Point-based annotation records:
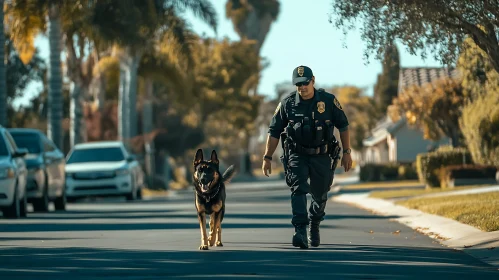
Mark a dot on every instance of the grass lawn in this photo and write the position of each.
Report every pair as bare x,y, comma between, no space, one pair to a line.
384,184
478,210
414,192
153,193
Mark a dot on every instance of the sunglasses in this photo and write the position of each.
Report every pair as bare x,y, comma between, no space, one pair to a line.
303,83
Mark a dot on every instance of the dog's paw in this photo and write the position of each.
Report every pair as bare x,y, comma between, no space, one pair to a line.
211,241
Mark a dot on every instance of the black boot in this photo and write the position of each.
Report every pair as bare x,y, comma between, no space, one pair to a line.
300,237
315,237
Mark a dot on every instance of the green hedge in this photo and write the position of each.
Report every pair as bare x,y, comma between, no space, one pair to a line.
429,164
468,171
371,172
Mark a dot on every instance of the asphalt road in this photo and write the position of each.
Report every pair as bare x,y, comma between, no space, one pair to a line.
159,239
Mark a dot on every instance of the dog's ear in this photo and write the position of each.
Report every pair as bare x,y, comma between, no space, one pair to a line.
199,157
214,157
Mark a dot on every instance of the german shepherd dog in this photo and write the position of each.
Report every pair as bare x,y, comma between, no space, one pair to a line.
209,185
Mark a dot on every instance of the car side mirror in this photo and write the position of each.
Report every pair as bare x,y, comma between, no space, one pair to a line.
21,152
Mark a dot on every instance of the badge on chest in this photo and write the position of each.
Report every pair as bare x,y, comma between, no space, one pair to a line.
321,107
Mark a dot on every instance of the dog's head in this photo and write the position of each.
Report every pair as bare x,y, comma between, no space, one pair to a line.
206,172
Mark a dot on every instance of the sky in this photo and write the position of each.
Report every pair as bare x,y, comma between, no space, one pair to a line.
302,35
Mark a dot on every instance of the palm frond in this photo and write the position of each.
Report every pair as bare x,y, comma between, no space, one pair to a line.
203,9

● Task description
Extract the stretch of the records above from the line containing "Mark a dot on every instance of the sunglasses" through the end, both ends included, and repeat every line without any change.

● Written solution
Mark a dot on every instance of the sunglasses in this photo and write the position of each.
Report every pair as bare x,y, comma between, no space, one pair to a line.
303,83
Mark a dot on every instance of the dog's paw in this photo and write the position of each.
Report every pair as bare x,y, comma between, no space, one pair to a line.
211,241
Mark a dot on every instance of the black boot in this photo and write the position of each.
Report every pair as bare x,y, comma between, no space, one pair to a line.
300,237
315,237
Mark a dot on every instance of the green hedge in this photo and write the position of each.
Report every pair as bare x,y, comma between, no space, one pair to a line.
429,164
468,171
371,172
Mark a dot on every instance of the asphalt road in this photo and write the position of each.
Report every pair as bare x,y, comma between, no space, one pair to a line.
159,239
Mark a dot on every instance of the dog's ear in this photo and write the position of each.
Report every pair as bare x,y, comma between, no space, one pair to a line.
199,157
214,157
Mark a dot on every instance of the german shepherd dog in this photo and write the position of each.
Report every pair as bare x,y, comma between, no space, one pair to a line.
209,185
Mark a dot on every instance of the car side mirror in this photo and write the position of each.
Report every pair as bare x,y, comma between, no space, one pair to a line.
21,152
Mark a dot on every instance of the badge on chest in this photo and write the position of each.
Report every pair as bare x,y, comma between, no space, one pair to a line.
321,107
Mark a dot on every instance of the dog's head in this photo and write the position of each.
Report every pair as bare x,y, comma between, no space, one pair to a line.
206,172
Mark a dot on every instance of the sky in this photo and write the position of each.
Report every pair as bare x,y, comma between, no space, one pair to a line.
302,35
Mark a dot on every instance of the palm frond in this photo and write the position of each.
Report every pair as bare x,y, comma between, no space, one pair to a line.
203,9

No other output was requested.